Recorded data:
⁂

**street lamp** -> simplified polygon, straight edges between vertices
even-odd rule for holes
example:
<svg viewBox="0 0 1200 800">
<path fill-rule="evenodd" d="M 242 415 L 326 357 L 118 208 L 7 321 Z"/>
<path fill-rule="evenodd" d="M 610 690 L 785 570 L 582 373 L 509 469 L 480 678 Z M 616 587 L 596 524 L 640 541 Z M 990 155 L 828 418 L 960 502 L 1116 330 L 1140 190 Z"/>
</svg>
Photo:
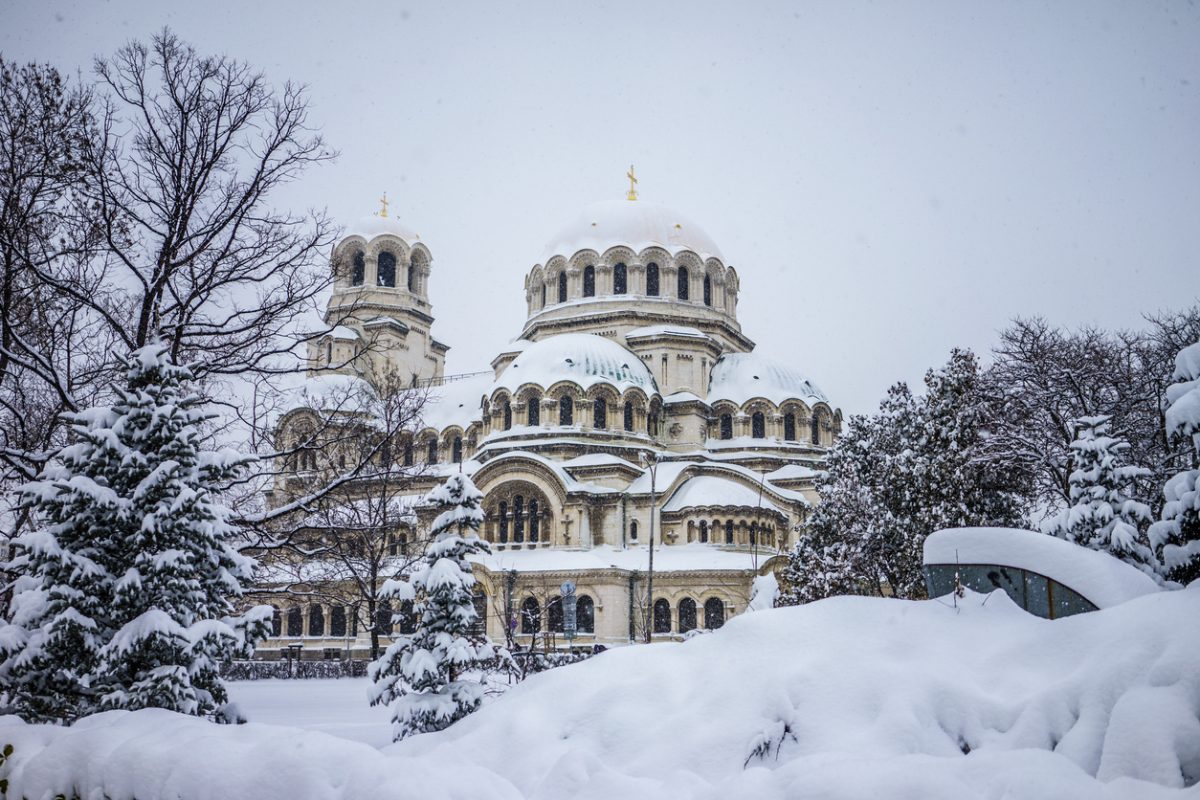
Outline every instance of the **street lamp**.
<svg viewBox="0 0 1200 800">
<path fill-rule="evenodd" d="M 646 644 L 654 632 L 654 482 L 658 473 L 658 456 L 642 453 L 642 463 L 650 469 L 650 567 L 646 570 Z"/>
</svg>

⁂

PROBLEM REQUIREMENTS
Write every entry out again exactly, images omitted.

OUTPUT OF THE TASK
**street lamp** -> simplified polygon, straight edges between vertices
even-odd rule for holes
example:
<svg viewBox="0 0 1200 800">
<path fill-rule="evenodd" d="M 242 415 L 326 357 L 118 208 L 7 321 Z"/>
<path fill-rule="evenodd" d="M 610 690 L 785 570 L 582 373 L 509 469 L 480 678 Z M 616 587 L 596 524 L 640 541 Z M 990 155 L 828 418 L 960 502 L 1116 330 L 1140 190 Z"/>
</svg>
Photo:
Outline every instance of the **street lamp**.
<svg viewBox="0 0 1200 800">
<path fill-rule="evenodd" d="M 646 644 L 654 632 L 654 482 L 658 473 L 658 456 L 642 453 L 642 463 L 650 469 L 650 567 L 646 570 Z"/>
</svg>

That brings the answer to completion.